══ Data records ══

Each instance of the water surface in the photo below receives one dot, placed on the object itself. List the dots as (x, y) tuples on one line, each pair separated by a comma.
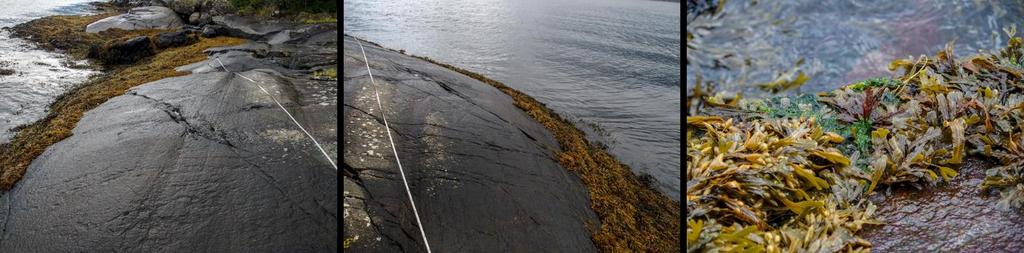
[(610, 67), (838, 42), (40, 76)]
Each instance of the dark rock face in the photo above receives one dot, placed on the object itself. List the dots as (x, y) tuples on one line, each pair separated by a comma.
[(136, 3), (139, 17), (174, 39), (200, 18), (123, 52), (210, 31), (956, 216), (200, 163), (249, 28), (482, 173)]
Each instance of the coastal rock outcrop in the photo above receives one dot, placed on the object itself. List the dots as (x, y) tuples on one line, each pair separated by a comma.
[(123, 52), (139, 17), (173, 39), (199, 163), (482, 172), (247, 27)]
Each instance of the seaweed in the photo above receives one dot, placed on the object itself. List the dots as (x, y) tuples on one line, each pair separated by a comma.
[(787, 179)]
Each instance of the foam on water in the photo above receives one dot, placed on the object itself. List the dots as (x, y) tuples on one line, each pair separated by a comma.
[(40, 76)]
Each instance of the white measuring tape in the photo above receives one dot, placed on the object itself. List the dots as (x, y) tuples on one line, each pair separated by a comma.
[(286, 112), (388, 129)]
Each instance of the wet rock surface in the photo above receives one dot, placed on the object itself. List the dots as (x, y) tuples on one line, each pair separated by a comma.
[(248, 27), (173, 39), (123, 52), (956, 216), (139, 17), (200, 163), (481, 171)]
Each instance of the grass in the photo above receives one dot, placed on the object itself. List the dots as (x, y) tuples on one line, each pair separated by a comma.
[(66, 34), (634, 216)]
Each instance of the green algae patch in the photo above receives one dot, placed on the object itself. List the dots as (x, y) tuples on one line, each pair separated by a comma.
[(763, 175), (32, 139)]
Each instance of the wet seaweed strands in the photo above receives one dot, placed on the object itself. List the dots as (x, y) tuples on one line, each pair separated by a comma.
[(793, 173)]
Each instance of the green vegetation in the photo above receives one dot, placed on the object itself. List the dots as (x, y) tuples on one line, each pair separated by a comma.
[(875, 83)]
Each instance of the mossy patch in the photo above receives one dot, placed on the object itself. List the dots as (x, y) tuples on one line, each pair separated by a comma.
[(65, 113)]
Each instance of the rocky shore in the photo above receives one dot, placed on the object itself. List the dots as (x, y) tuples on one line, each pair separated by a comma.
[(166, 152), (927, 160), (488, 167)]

═══

Repeat exactly the lines above, starting with the line that contains "Each instance of the mossy" and ending with the last line, both included, and nothing else.

Each instance of the mossy patch in the photo above receives one dot, placed on the object itself. List the dots as (x, y) tuples on one line, each pair separated by a comma.
[(65, 113)]
Each instance of the rocky shore in the photo above receives one dot, placed on the object itself. List the dots as (x, y) tuples on one line, each pair separated by a comma.
[(166, 152), (927, 160), (488, 167)]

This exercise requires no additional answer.